• What this exercise asks:
[1] Update the part of the book list post between "Since there are" and "Shipstead (May 4)", inclusive, by swapping "August 2021" for "September 2021".
[2] According to the book list post, in what town are Marian and Jamie Graves raised by their uncle?
[3] Continue the book list post from where it stops.

• Quoted text:
May is the start of the summer reading season! While May is technically still a spring month, publishers start rolling out a ton of books this month in anticipate of the booming summer season. Anything from your typical fun, beach read to nail biting thrillers to more literary, serious type stories.

Since there are so many books publishing these next summer months, I put together a summer book club reading list, which features books publishing all the way into August 2021. Between that and my monthly lists, you will be more than covered in the book department!

I typically pick five books for my monthly list and even with adding in a summer picks article, I still had a hard time narrowing this list to five. So after much debate, I decided to include six books this month. Let’s get to it!


Great Circle by Maggie Shipstead (May 4)

Great Circle by Maggie Shipstead sounds like one of those epic, grand type stories. It follows female aviator Marian Graves who is determined to chart her own course by flying over the North and South Poles. And in the second timeline, the story picks up a century later when Hadley Baxter is set to play Marian in a Hollywood film. This should be a fascinating read. Here’s the full synopsis:

After being rescued as infants from a sinking ocean liner in 1914, Marian and Jamie Graves are raised by their dissolute uncle in Missoula, Montana. There–after encountering a pair of barnstorming pilots passing through town in beat-up biplanes–Marian commences her lifelong love affair with flight. At fourteen she drops out of school and finds an unexpected and dangerous patron in a wealthy bootlegger who provides a plane and subsidizes her lessons, an arrangement that will haunt her for the rest of her life, even as it allows her to fulfill her destiny: circumnavigating the globe by flying over the North and South Poles.

A century later, Hadley Baxter is cast to play Marian in a film that centers on Marian’s disappearance in Antarctica. Vibrant, canny, disgusted with the claustrophobia of Hollywood, Hadley is eager to redefine herself after a romantic film franchise has imprisoned her in the grip of cult celebrity. Her immersion into the character of Marian unfolds, thrillingly, alongside Marian’s own story, as the two women’s fates–and their hunger for self-determination in vastly different geographies and times–collide. Epic and emotional, meticulously researched and gloriously told, Great Circle is a monumental work of art, and a tremendous leap forward for the prodigiously gifted Maggie Shipstead.

You can order the book on Amazon here.


The Last Thing He Told Me by Laura Dave (May 4)

Laura Dave is back to the literary scene with her latest, The Last Thing He Told Me. She typically writes contemporary fiction stories with a more serious focus. If you haven’t read her novel, Eight Hundred Grapes, I highly recommend it! The Last Thing He Told Me sounds like new territory for the author— the mystery genre. Still, I expect plenty of character development and family drama. Here’s the full synopsis:

Before Owen Michaels disappears, he smuggles a note to his beloved wife of one year: Protect her. Despite her confusion and fear, Hannah Hall knows exactly to whom the note refers—Owen’s sixteen-year-old daughter, Bailey. Bailey, who lost her mother tragically as a child. Bailey, who wants absolutely nothing to do with her new stepmother.

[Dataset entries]

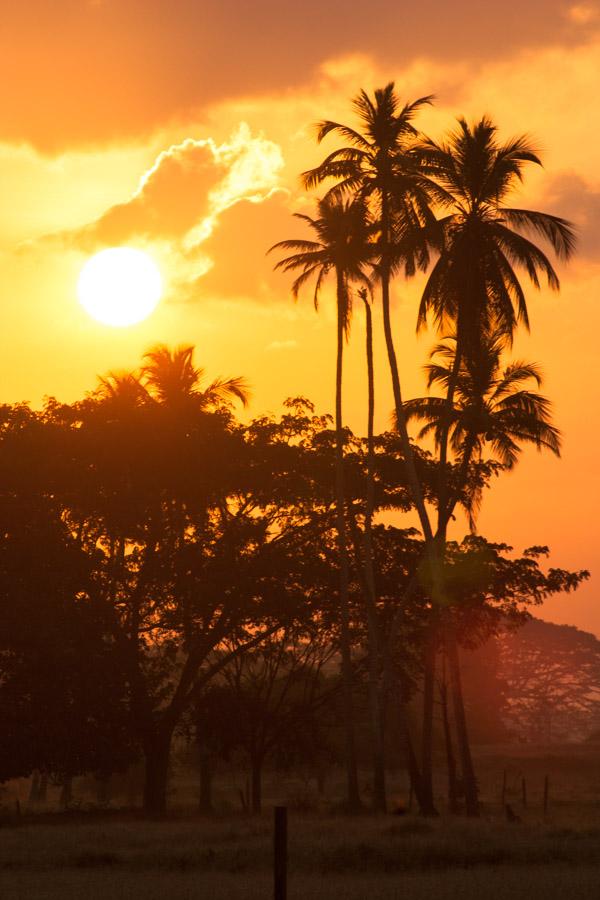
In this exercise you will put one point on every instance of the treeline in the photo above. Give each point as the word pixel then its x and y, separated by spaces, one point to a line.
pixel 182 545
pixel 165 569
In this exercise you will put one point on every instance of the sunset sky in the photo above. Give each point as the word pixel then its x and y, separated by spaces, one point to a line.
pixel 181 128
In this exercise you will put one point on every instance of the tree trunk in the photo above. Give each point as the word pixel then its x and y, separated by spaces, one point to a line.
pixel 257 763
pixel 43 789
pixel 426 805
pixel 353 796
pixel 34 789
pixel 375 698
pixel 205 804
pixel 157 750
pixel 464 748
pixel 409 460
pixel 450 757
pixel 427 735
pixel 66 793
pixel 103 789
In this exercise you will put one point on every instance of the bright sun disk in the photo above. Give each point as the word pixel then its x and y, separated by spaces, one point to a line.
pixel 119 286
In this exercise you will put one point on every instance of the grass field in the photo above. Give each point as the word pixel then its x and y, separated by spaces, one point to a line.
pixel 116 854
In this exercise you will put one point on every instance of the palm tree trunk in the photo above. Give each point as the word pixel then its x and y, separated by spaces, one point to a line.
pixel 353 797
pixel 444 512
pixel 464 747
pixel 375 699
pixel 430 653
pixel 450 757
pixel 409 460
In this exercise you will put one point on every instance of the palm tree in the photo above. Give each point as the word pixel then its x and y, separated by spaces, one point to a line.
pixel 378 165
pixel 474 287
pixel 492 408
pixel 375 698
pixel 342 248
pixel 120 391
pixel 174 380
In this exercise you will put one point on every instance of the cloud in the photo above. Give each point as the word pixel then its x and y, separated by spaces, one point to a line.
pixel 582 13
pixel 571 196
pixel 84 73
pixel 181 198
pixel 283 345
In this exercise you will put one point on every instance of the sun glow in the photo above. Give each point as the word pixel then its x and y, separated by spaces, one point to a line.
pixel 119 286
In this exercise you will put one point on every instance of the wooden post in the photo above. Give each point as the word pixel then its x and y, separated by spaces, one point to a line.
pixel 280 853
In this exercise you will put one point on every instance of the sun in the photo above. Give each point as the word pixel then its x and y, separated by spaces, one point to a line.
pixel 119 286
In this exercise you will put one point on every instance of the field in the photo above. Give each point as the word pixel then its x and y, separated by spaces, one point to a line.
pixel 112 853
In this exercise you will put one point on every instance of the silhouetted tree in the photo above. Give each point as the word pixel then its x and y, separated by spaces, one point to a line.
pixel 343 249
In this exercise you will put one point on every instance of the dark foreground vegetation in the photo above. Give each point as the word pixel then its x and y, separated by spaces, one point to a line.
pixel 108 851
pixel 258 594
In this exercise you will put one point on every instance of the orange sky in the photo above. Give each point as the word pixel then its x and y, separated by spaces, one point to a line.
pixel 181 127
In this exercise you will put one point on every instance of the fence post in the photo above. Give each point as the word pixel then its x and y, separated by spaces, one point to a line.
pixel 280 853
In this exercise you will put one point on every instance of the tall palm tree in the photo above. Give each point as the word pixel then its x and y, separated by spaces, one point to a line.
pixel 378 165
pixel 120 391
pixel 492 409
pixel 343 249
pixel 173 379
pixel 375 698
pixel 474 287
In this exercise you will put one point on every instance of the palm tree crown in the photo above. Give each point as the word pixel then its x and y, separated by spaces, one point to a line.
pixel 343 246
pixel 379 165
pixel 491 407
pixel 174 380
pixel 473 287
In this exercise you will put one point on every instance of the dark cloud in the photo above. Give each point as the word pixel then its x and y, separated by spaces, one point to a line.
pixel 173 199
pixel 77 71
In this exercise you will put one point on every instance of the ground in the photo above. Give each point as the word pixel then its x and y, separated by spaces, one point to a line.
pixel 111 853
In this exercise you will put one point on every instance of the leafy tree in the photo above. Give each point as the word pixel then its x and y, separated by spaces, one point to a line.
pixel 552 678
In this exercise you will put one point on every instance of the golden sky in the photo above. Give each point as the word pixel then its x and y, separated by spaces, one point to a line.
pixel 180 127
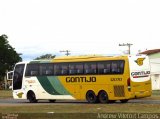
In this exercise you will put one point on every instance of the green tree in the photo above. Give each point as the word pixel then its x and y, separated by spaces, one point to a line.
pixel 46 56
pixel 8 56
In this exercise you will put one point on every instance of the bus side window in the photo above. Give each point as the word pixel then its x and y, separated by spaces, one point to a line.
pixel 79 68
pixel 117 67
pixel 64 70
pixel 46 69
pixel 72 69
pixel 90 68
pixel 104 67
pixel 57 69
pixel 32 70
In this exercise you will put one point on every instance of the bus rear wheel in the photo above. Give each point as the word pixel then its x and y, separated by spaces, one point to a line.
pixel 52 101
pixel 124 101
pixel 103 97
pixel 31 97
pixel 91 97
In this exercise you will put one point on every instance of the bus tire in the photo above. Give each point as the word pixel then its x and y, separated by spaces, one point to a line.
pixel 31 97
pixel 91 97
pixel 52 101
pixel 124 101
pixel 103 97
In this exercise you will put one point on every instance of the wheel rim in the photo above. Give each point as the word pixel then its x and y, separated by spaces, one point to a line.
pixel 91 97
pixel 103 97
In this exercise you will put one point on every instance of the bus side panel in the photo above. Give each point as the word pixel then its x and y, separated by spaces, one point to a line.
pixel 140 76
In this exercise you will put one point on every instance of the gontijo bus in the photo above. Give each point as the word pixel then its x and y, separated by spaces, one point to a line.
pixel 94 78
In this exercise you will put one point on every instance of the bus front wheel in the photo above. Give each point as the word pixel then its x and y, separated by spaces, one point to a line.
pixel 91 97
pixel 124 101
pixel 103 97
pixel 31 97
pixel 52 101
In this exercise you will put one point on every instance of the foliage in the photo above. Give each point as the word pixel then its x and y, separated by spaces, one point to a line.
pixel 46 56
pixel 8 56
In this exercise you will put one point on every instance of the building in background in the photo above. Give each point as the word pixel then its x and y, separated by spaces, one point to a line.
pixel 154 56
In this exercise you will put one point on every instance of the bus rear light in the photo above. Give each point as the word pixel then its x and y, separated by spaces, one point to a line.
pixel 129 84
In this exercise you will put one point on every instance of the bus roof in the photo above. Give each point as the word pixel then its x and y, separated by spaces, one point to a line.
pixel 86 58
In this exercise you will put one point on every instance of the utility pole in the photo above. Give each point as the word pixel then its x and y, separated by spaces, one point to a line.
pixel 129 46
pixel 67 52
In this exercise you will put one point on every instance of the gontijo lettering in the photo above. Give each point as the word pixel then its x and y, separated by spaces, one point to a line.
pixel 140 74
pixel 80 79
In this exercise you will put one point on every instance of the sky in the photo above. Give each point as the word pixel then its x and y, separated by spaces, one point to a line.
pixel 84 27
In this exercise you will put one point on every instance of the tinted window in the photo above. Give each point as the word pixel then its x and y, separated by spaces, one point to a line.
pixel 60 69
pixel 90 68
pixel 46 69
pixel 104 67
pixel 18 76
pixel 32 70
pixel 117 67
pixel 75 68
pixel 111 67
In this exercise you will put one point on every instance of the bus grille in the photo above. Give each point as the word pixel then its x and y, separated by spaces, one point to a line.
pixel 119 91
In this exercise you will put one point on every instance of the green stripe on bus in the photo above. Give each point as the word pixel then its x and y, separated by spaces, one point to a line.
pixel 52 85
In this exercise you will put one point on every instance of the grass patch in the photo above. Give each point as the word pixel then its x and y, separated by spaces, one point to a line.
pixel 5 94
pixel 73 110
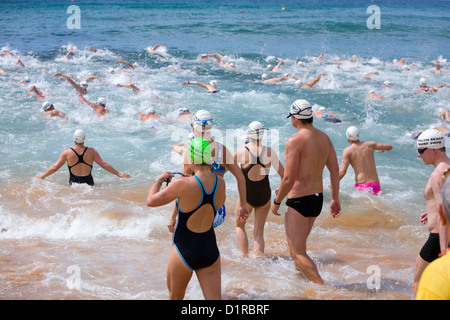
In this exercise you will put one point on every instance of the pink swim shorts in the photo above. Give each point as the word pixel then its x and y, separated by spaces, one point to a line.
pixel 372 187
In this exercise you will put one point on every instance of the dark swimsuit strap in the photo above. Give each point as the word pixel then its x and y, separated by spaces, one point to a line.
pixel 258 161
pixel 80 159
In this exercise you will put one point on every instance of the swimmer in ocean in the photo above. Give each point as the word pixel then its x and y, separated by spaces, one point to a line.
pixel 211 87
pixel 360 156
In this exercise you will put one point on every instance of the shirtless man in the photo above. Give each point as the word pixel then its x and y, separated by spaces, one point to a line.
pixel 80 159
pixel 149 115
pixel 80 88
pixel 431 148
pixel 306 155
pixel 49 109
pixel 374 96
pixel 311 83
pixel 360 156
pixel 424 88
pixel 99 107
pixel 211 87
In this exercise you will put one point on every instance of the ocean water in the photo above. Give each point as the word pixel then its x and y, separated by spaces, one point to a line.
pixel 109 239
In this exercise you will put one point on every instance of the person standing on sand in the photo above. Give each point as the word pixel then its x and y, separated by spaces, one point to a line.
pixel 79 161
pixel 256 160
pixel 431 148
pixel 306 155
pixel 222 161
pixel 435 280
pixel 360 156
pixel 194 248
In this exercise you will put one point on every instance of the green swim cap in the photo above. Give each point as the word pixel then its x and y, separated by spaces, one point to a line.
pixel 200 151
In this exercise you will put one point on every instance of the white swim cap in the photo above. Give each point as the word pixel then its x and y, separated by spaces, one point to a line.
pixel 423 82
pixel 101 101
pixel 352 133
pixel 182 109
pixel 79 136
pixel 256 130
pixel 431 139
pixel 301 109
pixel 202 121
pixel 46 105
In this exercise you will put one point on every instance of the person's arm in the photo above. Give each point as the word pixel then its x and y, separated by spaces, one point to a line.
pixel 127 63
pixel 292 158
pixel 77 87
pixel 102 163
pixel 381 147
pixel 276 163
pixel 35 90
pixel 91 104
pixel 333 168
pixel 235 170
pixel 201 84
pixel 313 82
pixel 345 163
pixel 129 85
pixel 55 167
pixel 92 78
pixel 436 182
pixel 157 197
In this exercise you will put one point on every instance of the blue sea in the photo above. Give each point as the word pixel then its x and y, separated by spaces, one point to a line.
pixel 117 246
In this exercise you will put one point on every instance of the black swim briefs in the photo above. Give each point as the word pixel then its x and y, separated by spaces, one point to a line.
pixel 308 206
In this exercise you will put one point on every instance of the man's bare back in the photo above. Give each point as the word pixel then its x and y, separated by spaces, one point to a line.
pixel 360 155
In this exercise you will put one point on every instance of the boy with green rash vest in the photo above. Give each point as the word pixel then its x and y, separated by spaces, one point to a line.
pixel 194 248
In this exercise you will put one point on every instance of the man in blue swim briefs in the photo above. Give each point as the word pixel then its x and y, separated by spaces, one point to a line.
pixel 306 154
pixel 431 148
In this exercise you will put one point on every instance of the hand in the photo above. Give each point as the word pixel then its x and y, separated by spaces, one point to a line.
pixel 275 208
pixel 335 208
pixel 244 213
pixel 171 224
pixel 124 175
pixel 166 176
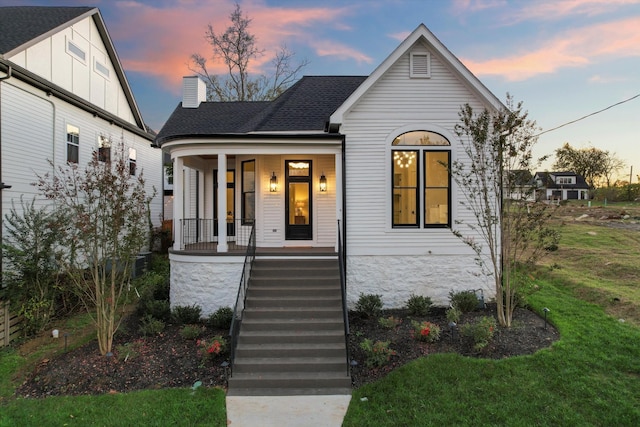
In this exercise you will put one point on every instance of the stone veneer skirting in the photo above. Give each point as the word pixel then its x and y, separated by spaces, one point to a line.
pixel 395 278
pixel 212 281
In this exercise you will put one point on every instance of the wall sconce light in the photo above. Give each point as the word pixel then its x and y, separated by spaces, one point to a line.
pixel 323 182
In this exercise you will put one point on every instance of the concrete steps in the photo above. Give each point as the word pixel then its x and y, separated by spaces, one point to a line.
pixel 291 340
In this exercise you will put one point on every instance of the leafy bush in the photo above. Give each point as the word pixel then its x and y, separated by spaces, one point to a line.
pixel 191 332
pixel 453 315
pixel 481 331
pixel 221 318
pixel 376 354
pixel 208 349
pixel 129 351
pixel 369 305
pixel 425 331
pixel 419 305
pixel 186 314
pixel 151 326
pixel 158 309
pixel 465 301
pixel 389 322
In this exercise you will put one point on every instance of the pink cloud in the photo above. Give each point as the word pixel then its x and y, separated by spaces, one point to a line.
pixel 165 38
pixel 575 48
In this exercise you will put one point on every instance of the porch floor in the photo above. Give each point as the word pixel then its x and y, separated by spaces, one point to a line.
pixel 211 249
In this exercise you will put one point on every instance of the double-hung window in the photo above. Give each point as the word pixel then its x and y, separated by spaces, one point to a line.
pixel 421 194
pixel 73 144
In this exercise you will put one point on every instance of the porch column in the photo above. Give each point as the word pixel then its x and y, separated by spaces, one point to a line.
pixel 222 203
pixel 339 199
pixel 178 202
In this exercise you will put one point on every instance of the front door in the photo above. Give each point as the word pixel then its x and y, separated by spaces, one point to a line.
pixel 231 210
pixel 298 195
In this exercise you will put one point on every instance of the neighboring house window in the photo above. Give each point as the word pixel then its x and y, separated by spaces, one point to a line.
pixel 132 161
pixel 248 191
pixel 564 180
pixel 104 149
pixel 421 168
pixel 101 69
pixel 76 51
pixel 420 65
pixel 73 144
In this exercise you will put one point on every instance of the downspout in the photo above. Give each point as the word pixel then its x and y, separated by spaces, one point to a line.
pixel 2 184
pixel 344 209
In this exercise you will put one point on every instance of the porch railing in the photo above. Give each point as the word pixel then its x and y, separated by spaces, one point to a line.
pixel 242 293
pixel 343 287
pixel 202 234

• Answers:
[1]
Since there are so many books publishing these next summer months, I put together a summer book club reading list, which features books publishing all the way into September 2021. Between that and my monthly lists, you will be more than covered in the book department!

I typically pick five books for my monthly list and even with adding in a summer picks article, I still had a hard time narrowing this list to five. So after much debate, I decided to include six books this month. Let’s get to it!


Great Circle by Maggie Shipstead (May 4)

[2] Missoula, Montana.

[3]
As Hannah’s increasingly desperate calls to Owen go unanswered, as the FBI arrests Owen’s boss, as a US marshal and federal agents arrive at her Sausalito home unannounced, Hannah quickly realizes her husband isn’t who he said he was. And that Bailey just may hold the key to figuring out Owen’s true identity—and why he really disappeared.

Hannah and Bailey set out to discover the truth. But as they start putting together the pieces of Owen’s past, they soon realize they’re also building a new future—one neither of them could have anticipated.

With its breakneck pacing, dizzying plot twists, and evocative family drama, The Last Thing He Told Me is a riveting mystery, certain to shock you with its final, heartbreaking turn.

You can order the book on Amazon here.


Project Hail Mary by Andy Weir (May 4)

I’m not typically a science fiction fan but I did actually quite enjoy The Martian by Andy Weir. I read the book before I saw the movie and I think both are great! He’s back with a new science tale in Project Hail Mary. If you want a novel to truly take you to another time and place, this will be the right pick. Here’s the full synopsis:

Ryland Grace is the sole survivor on a desperate, last-chance mission—and if he fails, humanity and the earth itself will perish.

Except that right now, he doesn’t know that. He can’t even remember his own name, let alone the nature of his assignment or how to complete it.

All he knows is that he’s been asleep for a very, very long time. And he’s just been awakened to find himself millions of miles from home, with nothing but two corpses for company.

His crewmates dead, his memories fuzzily returning, Ryland realizes that an impossible task now confronts him. Hurtling through space on this tiny ship, it’s up to him to puzzle out an impossible scientific mystery—and conquer an extinction-level threat to our species.

And with the clock ticking down and the nearest human being light-years away, he’s got to do it all alone.

Or does he?

An irresistible interstellar adventure as only Andy Weir could deliver, Project Hail Mary is a tale of discovery, speculation, and survival to rival The Martian—while taking us to places it never dreamed of going.

You can order the book on Amazon here.


Ariadne by Jennifer Saint (May 4)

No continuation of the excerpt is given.